## Task goal
Only the lines from the one containing "Place one point per instance of the shrub." through the end of the listing below belong in your answer; retype them exactly.

* * *

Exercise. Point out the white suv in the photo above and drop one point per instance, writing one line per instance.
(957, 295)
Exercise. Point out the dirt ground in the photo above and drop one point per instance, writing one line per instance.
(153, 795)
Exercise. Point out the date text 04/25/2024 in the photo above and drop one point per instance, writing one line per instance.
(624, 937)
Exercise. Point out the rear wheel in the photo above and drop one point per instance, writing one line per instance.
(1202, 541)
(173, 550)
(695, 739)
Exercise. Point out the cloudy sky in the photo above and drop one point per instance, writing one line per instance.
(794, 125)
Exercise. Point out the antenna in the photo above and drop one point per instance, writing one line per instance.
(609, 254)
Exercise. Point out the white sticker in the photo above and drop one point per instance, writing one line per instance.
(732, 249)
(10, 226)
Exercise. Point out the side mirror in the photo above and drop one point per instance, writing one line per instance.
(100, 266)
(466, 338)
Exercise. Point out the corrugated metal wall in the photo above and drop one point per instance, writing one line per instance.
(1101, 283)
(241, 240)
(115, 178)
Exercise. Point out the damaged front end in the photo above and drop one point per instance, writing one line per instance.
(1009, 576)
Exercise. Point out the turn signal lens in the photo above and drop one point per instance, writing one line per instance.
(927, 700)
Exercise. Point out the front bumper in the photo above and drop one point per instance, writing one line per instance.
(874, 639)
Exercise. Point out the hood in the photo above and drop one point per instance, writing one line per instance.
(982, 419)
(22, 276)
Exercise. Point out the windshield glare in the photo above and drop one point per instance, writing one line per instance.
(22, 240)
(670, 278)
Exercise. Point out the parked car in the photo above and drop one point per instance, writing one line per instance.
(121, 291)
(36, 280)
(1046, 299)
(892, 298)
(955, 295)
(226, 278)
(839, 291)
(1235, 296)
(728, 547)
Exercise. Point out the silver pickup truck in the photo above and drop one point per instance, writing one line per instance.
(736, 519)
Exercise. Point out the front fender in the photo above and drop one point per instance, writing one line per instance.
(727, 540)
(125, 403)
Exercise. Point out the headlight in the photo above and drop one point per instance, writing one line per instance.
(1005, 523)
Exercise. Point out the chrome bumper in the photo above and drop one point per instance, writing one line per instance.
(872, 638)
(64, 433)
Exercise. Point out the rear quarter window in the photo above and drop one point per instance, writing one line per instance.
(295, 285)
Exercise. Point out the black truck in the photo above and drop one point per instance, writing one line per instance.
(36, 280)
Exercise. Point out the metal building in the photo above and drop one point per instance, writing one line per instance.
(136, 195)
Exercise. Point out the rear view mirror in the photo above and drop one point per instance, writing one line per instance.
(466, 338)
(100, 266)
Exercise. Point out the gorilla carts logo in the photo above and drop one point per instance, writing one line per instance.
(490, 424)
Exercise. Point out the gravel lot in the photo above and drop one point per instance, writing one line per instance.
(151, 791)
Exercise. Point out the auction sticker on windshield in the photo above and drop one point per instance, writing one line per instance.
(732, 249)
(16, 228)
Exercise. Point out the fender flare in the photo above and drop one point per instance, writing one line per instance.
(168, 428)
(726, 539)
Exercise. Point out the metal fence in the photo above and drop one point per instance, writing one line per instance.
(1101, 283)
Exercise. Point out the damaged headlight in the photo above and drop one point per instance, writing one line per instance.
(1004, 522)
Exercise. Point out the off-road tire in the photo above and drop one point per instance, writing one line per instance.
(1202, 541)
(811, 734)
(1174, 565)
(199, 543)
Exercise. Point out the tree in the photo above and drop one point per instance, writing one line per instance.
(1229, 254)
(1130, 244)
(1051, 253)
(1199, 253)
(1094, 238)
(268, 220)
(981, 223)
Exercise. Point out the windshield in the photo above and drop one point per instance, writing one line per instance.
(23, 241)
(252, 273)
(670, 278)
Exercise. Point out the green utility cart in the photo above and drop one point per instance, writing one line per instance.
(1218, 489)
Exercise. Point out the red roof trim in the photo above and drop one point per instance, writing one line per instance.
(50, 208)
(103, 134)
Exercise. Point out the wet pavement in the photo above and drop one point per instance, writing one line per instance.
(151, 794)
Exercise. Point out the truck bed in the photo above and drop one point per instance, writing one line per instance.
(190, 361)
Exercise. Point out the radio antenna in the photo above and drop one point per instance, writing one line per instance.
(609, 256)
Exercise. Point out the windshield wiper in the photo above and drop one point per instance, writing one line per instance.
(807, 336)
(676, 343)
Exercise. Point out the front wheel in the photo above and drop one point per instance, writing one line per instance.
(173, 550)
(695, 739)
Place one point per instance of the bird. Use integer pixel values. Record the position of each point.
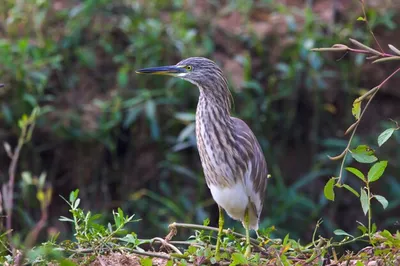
(233, 162)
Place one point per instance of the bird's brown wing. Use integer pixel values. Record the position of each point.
(255, 176)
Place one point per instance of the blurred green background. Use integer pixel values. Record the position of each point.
(128, 141)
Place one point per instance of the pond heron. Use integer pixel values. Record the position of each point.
(233, 162)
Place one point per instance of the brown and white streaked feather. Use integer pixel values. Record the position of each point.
(232, 159)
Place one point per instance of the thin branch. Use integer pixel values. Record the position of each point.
(209, 228)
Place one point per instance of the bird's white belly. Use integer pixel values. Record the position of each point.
(233, 200)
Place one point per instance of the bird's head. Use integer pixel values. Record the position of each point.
(197, 70)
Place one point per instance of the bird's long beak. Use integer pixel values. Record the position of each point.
(163, 70)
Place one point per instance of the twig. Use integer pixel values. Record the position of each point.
(9, 188)
(209, 228)
(347, 149)
(165, 243)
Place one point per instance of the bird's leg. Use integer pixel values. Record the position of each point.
(220, 227)
(246, 226)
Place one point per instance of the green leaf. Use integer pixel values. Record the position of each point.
(359, 263)
(382, 200)
(146, 262)
(385, 135)
(238, 259)
(376, 171)
(328, 189)
(364, 201)
(352, 190)
(363, 154)
(356, 172)
(67, 262)
(73, 195)
(285, 240)
(362, 228)
(340, 232)
(356, 110)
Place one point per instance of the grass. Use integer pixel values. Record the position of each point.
(76, 64)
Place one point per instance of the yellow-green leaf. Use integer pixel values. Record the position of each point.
(382, 200)
(385, 135)
(356, 110)
(376, 171)
(328, 189)
(356, 172)
(349, 188)
(364, 201)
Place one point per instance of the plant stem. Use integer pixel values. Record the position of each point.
(209, 228)
(376, 89)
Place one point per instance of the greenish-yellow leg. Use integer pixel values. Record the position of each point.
(246, 226)
(220, 227)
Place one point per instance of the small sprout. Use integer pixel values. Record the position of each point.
(394, 49)
(364, 201)
(328, 189)
(385, 135)
(385, 59)
(363, 46)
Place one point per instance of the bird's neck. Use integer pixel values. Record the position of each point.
(214, 108)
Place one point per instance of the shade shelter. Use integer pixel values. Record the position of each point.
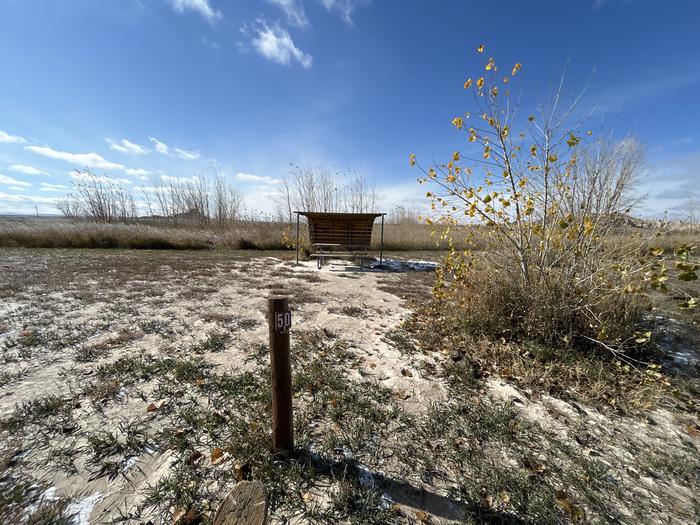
(340, 235)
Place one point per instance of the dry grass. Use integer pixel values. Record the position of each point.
(257, 235)
(376, 442)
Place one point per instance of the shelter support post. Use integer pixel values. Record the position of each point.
(381, 244)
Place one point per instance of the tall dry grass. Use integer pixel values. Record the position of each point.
(260, 235)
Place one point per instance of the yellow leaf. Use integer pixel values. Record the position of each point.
(574, 512)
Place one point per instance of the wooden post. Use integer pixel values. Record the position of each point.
(280, 320)
(381, 244)
(297, 238)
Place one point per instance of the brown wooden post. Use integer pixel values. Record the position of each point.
(381, 244)
(280, 320)
(297, 238)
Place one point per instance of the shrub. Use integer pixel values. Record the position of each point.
(549, 199)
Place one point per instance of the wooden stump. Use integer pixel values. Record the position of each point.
(246, 504)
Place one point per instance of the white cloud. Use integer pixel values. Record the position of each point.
(89, 177)
(164, 149)
(203, 7)
(28, 170)
(160, 146)
(181, 180)
(249, 177)
(13, 182)
(274, 43)
(137, 172)
(7, 197)
(344, 7)
(88, 160)
(294, 11)
(11, 139)
(52, 187)
(186, 155)
(125, 146)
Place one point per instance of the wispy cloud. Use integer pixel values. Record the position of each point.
(13, 183)
(294, 11)
(126, 146)
(45, 186)
(345, 8)
(159, 146)
(203, 7)
(275, 44)
(11, 139)
(164, 149)
(186, 155)
(249, 177)
(7, 197)
(137, 172)
(82, 176)
(28, 170)
(88, 160)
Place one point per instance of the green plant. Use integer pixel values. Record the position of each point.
(548, 198)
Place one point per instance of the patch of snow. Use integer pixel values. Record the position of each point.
(83, 508)
(398, 265)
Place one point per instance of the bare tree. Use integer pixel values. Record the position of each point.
(318, 189)
(692, 210)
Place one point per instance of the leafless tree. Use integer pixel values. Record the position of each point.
(316, 188)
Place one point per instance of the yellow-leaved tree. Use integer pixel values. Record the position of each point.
(548, 203)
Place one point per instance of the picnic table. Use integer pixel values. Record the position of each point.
(340, 235)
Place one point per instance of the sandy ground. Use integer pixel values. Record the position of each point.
(79, 307)
(57, 305)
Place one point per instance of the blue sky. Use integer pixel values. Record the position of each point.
(133, 88)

* * *

## Task output
Place one point per instance of the shrub. Use integer pixel values. Record the position of each point.
(549, 199)
Place one point per instance of the wooden stump. Use integer pixel values. Record the position of each point.
(246, 504)
Place one point per instance of the white cloud. Use integer pixel values. Record the position of each point.
(89, 177)
(164, 149)
(203, 7)
(28, 170)
(160, 146)
(181, 180)
(249, 177)
(13, 182)
(274, 43)
(137, 172)
(7, 197)
(344, 7)
(88, 160)
(294, 11)
(11, 139)
(52, 187)
(186, 155)
(125, 146)
Place one point per instance of the wispy cloud. Use integer pixel values. Record the position of each point.
(13, 183)
(294, 11)
(126, 146)
(45, 186)
(345, 8)
(159, 146)
(203, 7)
(275, 44)
(11, 139)
(164, 149)
(186, 155)
(249, 177)
(7, 197)
(137, 172)
(82, 176)
(28, 170)
(88, 160)
Place one point per instance of the green plant. Use integer pixel values. Record the position of each point.
(548, 198)
Place one point per instance of the patch of snow. Use integer pixel values. Record the position of each point.
(83, 508)
(398, 265)
Place one point per instance of the bare tree. Use integer pixel values. Record the position of each point.
(318, 189)
(692, 210)
Place one point per instance of the leafless tree. Use integer pixel values. Record the position of each point.
(316, 188)
Place one point per instance of the yellow-leaved tree. Use integer pixel values. Record the position of each point.
(548, 203)
Place one point per instance of the picnic table. Use integer pixel values. Record the position of each point.
(340, 235)
Place one point per instance of the sandy ground. Use integer pixel values. Record the position of each point.
(79, 307)
(57, 305)
Place one point per instance of the blue sky. Use integer pixel values. Record the position of each point.
(133, 88)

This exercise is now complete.